DESCRIPTION OF THE TASK
Please rewrite the part of the photography forum thread between "Glad to help!" and "high an ISO.", inclusive, with "CPL" changed to "polarizing filter".

SELECTED PASSAGE
I am still amateur to photography and I can use some of your inputs. Can you explain what you mean by "because it costs you ~1.75 stops of light." Thank you!!!


----------



## neuroanatomist (Dec 19, 2011)

m3tek44 said:


> Can you explain what you mean by "because it costs you ~1.75 stops of light." Thank you!!!



Glad to help! Just hold the CPL up to the light - it's dark like sunglasses, meaning it's blocking some of the light. One stop of light is a halving or doubling of the intensity. That's the scale used in photography - aperture, shutter speed, and ISO are all adjusted in stops (sometimes 1/3 or 1/2 stops). 

So, if you use the CPL when light isn't bright, you might be needlessly using too slow a shutter speed or too high an ISO.


----------



## m3tek44 (Dec 19, 2011)

neuroanatomist said:


> m3tek44 said:
> 
> 
> > Can you explain what you mean by "because it costs you ~1.75 stops of light." Thank you!!!
> ...



Got it!!! Thank you!! I'm sure I will have more questions in the future,,, For now I'll play with my new toy. ;D


----------



## D.Sim (Jan 10, 2012)

neuroanatomist said:


> For a protection filter, dSLRs are basically insensitive to UV wavelengths (unlike film), so there's no difference between UV and clear - get whichever is cheapest.
> 
> Hope that helps...



Agree on the fact that dSLRs are insensitive to UV... getting a "UV" filter is more for protecting the front element than anything else now.

SUPPLIED DATA
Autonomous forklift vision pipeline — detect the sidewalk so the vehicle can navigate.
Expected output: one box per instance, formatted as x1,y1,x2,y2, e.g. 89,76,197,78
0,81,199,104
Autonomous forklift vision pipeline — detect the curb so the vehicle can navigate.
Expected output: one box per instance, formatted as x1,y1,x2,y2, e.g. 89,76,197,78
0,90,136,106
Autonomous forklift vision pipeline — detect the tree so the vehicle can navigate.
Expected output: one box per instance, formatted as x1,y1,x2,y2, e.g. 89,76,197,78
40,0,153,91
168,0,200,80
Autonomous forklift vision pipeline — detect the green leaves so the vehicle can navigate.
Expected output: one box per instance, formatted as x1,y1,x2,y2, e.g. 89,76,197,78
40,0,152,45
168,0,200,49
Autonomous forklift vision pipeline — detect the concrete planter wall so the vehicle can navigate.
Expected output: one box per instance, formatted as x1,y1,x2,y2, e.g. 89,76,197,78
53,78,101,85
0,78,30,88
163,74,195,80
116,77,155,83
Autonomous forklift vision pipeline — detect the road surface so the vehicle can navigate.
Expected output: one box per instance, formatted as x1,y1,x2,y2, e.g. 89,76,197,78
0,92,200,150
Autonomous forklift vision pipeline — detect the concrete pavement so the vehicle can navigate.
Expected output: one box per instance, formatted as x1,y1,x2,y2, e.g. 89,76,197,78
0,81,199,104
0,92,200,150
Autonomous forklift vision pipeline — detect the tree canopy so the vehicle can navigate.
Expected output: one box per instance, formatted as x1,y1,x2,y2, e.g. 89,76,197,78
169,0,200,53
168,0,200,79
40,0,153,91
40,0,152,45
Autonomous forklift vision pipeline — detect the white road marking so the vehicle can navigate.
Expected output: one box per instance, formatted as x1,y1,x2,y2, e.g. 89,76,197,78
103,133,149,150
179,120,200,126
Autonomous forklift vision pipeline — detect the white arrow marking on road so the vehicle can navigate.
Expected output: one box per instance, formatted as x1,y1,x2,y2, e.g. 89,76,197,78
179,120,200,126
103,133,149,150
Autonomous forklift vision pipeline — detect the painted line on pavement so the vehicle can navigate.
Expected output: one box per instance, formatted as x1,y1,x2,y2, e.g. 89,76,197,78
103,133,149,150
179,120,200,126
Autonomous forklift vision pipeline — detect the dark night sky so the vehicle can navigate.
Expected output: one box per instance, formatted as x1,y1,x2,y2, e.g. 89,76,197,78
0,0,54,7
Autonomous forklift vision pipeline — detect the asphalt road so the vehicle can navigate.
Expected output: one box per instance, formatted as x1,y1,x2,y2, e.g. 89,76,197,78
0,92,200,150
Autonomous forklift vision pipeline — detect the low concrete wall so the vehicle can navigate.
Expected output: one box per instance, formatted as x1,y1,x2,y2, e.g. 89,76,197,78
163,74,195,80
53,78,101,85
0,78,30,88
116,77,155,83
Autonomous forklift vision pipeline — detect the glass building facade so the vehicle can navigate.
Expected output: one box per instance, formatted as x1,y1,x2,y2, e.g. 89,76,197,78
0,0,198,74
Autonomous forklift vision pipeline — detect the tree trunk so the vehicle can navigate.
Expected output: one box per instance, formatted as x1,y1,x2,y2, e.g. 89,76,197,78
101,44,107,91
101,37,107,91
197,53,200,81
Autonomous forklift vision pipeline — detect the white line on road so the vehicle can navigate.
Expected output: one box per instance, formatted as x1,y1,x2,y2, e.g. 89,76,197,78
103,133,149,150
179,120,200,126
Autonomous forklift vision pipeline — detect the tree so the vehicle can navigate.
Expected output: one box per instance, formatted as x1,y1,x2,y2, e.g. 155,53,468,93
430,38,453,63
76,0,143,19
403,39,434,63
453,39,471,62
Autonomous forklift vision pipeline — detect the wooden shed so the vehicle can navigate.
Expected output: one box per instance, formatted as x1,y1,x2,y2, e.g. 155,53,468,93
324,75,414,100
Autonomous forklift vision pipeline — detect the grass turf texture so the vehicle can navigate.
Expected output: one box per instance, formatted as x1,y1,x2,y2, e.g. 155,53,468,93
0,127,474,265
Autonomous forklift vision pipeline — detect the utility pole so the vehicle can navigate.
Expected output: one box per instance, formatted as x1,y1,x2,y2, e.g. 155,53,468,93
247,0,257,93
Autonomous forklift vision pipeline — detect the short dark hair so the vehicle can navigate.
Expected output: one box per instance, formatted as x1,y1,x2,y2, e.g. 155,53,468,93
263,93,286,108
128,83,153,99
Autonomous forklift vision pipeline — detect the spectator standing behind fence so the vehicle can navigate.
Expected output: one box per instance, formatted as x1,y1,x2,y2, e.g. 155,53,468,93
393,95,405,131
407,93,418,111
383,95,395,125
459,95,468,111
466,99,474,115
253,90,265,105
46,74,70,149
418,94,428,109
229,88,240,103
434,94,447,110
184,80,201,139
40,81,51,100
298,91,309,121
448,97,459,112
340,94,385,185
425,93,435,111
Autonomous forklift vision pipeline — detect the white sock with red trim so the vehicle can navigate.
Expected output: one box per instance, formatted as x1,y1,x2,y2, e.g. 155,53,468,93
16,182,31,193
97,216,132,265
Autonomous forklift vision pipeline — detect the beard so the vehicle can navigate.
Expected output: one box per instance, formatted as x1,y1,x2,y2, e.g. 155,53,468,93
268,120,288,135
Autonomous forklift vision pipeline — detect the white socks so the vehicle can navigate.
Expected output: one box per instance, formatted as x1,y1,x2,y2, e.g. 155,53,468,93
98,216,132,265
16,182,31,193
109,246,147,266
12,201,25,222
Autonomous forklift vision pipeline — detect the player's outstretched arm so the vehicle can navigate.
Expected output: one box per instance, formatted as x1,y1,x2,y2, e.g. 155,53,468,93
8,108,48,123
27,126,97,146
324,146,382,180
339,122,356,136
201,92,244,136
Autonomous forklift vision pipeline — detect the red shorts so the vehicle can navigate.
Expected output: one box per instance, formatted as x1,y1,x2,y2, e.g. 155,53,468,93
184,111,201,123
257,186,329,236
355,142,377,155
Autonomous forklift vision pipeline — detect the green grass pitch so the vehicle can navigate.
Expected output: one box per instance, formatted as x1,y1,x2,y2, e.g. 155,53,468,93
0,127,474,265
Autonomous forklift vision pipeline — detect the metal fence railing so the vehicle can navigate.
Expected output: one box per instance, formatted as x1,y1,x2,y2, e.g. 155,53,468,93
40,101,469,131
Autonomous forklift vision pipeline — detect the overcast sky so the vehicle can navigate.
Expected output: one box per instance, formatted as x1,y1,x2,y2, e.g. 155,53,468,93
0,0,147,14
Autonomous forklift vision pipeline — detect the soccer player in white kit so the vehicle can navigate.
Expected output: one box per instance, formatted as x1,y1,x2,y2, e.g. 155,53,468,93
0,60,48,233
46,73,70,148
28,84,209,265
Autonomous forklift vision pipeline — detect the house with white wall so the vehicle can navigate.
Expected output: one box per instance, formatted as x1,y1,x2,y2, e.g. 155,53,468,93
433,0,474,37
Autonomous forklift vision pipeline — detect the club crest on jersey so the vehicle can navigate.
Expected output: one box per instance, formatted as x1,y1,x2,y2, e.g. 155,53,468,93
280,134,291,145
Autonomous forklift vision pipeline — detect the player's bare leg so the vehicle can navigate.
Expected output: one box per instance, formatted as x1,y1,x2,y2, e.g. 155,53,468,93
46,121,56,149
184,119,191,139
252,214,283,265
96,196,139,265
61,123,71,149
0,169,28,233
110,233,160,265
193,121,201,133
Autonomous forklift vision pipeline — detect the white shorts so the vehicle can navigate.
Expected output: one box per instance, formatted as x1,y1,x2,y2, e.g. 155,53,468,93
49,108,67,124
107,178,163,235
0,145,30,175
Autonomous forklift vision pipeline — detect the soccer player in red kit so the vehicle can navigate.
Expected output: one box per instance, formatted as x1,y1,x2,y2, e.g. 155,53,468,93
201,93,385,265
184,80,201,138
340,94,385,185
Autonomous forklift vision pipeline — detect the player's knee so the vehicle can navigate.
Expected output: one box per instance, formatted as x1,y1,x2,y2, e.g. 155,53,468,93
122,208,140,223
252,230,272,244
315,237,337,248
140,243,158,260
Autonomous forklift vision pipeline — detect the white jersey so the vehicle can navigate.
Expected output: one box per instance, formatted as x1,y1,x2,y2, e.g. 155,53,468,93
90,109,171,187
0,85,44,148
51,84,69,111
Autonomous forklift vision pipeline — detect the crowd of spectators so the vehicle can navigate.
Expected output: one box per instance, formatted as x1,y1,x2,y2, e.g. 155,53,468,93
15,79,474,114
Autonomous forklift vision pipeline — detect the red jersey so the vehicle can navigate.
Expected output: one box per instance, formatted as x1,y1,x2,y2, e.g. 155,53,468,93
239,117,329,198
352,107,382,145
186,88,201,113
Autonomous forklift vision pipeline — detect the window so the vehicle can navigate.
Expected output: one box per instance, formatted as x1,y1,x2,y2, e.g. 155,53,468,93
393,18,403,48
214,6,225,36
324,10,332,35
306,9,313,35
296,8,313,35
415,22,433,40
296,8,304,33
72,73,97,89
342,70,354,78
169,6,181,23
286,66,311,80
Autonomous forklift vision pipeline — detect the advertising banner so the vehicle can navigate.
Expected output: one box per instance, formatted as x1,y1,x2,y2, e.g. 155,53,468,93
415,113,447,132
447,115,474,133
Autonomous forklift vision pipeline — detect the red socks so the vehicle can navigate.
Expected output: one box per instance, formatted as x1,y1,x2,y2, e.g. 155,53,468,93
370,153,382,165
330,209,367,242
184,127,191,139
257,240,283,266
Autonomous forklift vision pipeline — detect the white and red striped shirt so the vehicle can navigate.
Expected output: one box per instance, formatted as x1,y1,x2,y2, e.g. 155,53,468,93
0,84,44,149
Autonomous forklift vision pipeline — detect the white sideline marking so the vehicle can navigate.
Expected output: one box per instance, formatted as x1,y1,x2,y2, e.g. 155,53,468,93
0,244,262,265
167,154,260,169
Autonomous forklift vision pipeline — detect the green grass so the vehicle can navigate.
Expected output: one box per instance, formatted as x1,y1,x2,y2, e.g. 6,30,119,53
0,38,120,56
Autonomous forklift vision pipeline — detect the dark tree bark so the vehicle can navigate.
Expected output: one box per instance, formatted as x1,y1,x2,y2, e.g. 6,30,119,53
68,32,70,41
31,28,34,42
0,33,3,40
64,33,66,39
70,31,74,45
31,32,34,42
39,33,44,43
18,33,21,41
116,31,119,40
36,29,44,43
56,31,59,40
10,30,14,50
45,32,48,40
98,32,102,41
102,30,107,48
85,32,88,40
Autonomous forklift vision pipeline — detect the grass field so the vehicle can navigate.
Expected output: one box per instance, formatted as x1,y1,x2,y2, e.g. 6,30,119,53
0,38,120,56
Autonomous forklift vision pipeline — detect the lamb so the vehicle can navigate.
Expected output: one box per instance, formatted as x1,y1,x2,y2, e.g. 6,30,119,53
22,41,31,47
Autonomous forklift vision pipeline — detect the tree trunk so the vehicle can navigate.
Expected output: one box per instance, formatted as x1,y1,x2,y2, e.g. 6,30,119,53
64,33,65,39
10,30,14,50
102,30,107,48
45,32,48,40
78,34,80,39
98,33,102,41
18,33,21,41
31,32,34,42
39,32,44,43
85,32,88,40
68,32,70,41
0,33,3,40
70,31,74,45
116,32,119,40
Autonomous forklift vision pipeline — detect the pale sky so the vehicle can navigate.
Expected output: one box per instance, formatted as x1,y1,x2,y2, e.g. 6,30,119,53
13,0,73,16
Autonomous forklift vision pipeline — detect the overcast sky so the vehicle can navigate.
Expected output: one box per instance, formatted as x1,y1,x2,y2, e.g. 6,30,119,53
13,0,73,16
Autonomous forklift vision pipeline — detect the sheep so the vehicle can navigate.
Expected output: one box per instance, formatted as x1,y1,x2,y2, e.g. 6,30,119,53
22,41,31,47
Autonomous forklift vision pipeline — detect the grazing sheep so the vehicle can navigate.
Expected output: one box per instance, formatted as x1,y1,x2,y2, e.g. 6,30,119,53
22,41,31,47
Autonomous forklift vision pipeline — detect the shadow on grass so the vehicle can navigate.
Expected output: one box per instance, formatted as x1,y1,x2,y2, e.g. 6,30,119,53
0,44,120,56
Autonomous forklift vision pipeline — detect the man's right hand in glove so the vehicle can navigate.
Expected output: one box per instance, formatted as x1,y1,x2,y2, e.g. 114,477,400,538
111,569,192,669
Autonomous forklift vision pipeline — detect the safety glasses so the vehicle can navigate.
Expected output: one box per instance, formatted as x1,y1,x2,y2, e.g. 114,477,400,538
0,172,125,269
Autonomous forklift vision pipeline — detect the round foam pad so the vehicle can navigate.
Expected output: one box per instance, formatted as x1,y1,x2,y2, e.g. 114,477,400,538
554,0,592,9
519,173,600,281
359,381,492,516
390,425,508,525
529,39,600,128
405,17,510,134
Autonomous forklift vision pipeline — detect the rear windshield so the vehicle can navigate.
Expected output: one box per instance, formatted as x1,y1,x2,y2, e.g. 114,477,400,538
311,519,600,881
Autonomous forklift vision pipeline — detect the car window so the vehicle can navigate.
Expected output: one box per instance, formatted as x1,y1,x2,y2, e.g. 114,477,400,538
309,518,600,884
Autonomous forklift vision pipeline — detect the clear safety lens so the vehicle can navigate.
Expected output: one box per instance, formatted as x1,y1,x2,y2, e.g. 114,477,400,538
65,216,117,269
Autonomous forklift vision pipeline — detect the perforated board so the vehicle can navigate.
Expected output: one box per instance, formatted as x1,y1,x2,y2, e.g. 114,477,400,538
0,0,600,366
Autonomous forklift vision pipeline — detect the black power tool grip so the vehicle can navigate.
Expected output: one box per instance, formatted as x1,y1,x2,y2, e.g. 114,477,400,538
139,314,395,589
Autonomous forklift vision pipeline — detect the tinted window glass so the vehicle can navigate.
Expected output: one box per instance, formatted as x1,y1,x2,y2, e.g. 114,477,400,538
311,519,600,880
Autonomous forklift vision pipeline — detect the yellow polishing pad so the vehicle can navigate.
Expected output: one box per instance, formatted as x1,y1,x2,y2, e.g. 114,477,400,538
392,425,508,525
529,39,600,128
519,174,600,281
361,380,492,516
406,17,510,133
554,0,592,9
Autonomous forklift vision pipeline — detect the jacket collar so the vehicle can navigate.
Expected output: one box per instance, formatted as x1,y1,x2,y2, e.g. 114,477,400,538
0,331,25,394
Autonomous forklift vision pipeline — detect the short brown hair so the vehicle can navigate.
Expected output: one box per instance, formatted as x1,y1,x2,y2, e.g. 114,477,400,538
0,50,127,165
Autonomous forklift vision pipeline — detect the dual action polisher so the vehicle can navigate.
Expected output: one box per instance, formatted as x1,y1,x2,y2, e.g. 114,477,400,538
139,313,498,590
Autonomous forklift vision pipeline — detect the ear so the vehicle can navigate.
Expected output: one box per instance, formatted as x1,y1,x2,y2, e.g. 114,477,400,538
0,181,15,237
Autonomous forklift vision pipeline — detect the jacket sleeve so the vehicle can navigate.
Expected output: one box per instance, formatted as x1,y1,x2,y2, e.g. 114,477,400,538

ANSWER TO THIS TASK
Glad to help! Just hold the polarizing filter up to the light - it's dark like sunglasses, meaning it's blocking some of the light. One stop of light is a halving or doubling of the intensity. That's the scale used in photography - aperture, shutter speed, and ISO are all adjusted in stops (sometimes 1/3 or 1/2 stops). 

So, if you use the polarizing filter when light isn't bright, you might be needlessly using too slow a shutter speed or too high an ISO.